▸ Work task 1
Rewrite the paragraph of the substrate drilling text that begins "There is a huge industry" as a short bulleted list that keeps its main facts.
▸ Work task 2
Write out word for word the part of the substrate drilling text from "Prior art PCB" to "machine can function.".
▸ Work task 3
Add the next paragraph to the substrate drilling text, following on from its last sentence.
Page extract START
There is a huge industry developed around the demand to drill multiple, spaced holes (through or non-through) in substrates such as electronic wafers, thin film electronics, organic packaging substrates, glass, silicon wafers, sapphires or the like. These holes or patterned drillings may be used for electrical connections, filtration, cytology, bioassays, chemotaxis, or particle monitoring and have diameters that commonly lie in the micron range. Not only must the holes be identical to each other in diameter but also must be placed at precise locations and with the right geometry with respect to the substrate or adjacent holes.
Generally, such drilling machines see movement in all three axes simultaneously although this can be accomplished in different ways. Generally, the substrate is positionally moved in the horizontal X axis beneath a drill that plunges in the Z vertical axis after the drill has been positionally moved in the Y horizontal axis atop the substrate by a gantry unit. (The gantry unit is comprised of a motor driven stiffened beam to which the drill is affixed along with the necessary electrical, air and water supplies.) Optionally, the gantry Y axis positioning remains as above, but the drill unit may be positionally moved in the X axis along the face of the beam while the substrate is held motionless below the gantry unit. In either system drilling is initiated once the drill is in the proper position with respect to the substrate as indicated by a set of metrology positioning sensors on the machine. Optionally, at least one pressure foot may be used to secure the PCB substrate to the z axis drill unit. This positioning prior to drilling occurs extremely rapidly by computer control, cycling up to thousands of times per minute. Pursuant to Newton's third law of motion, each of these three positioning movements creates a reactionary force in the structure of the PCB substrate drilling machine. Since it is this machine that metrology positioning sensors are coupled to, the settling time or lag for the PCB substrate to be positioned within the acceptable ranges of the feedback sensors (prior to the initiation of drilling) is slowed by the effects of the reactionary forces, thus slowing the positioning process and adding slight inaccuracies in the positioning and eventual placement of the holes in the PCB.
Prior art PCB substrate drilling systems rely on the use of a massive, heavy machine base to minimize these reactionary forces coupled with light moving masses of the gantry and attached components as well as an extremely stiff beam, however, these reactionary forces still inherently reside in the machine and serve to limit the speed and precision of positioning at which the machine can function.
Page extract END
Given data START
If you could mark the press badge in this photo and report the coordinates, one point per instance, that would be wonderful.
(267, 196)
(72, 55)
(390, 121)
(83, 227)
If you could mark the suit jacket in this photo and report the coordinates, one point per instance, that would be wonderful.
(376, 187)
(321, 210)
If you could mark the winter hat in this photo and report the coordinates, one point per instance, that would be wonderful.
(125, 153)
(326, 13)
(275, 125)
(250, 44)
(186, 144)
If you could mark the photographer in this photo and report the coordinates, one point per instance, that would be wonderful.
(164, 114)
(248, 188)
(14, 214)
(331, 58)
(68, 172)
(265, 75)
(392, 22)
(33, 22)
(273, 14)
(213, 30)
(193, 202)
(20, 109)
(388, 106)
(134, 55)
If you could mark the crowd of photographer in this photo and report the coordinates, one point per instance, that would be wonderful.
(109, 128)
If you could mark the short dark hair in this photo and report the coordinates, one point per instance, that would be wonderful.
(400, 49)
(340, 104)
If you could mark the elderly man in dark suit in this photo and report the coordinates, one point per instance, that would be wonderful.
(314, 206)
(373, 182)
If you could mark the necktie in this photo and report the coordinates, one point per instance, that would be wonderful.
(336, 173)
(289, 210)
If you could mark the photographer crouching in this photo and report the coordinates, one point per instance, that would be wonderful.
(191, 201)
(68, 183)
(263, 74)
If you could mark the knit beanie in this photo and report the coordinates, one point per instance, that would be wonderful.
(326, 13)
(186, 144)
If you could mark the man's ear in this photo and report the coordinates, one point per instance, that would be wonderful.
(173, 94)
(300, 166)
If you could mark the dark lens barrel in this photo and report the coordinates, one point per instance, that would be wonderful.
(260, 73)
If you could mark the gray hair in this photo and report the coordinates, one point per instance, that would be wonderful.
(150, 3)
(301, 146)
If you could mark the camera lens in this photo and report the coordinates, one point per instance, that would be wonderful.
Given data END
▸ Answer section 1
- A large industry drills many spaced holes, through or non-through, in substrates such as electronic wafers, thin film electronics, organic packaging substrates, glass, silicon wafers and sapphires.
- The holes are used for electrical connections, filtration, cytology, bioassays, chemotaxis or particle monitoring.
- Their diameters are commonly in the micron range.
- All holes must have the same diameter and sit at precise locations, with the right geometry relative to the substrate or nearby holes.

▸ Answer section 2
Prior art PCB substrate drilling systems rely on the use of a massive, heavy machine base to minimize these reactionary forces coupled with light moving masses of the gantry and attached components as well as an extremely stiff beam, however, these reactionary forces still inherently reside in the machine and serve to limit the speed and precision of positioning at which the machine can function.

▸ Answer section 3
In the prior art, the Y axis positioning of the beam is accomplished by a central linear drive motor that positions the rigid beam on feedback from centrally mounted positioning sensors. The outermost right and left ends of the beam are assumed to be in line with the center of the beam with respect to the Y axis by virtue of the beam's stiffness. This is correct, but within measurable spatial limitations as the beam still has some flex. This flex causes the settling time at the end of each positioning to become longer thus cancelling out any move time reduction gained by the improved acceleration of the lighter moving masses. Generally, the sensors operate with moderately large settling windows (in the 0.2 micron range) in the Y axis. These prior art solutions that increase the mass of the machine base (reaction mass) and make the moving masses lighter do not completely address the root cause of the problem—that all parts of the gantry (and beam) are not completely aligned in the Y axis as indicated by the metrology system. For the PCB drilling machine to address this causes additional Y axis positional settling time.
Henceforth, a PCB substrate drilling machine with a faster and more precise way to position and settle in the Y axis would fulfill a long felt need in the substrate drilling and surface patterning industry. If such an invention accomplished this by enhancing the positioning of the Y axis beam, it would be compatible with either of the current styles of PCB drilling machines. This new invention utilizes and combines known and new technologies in a unique and novel configuration to overcome the aforementioned problems and accomplish this.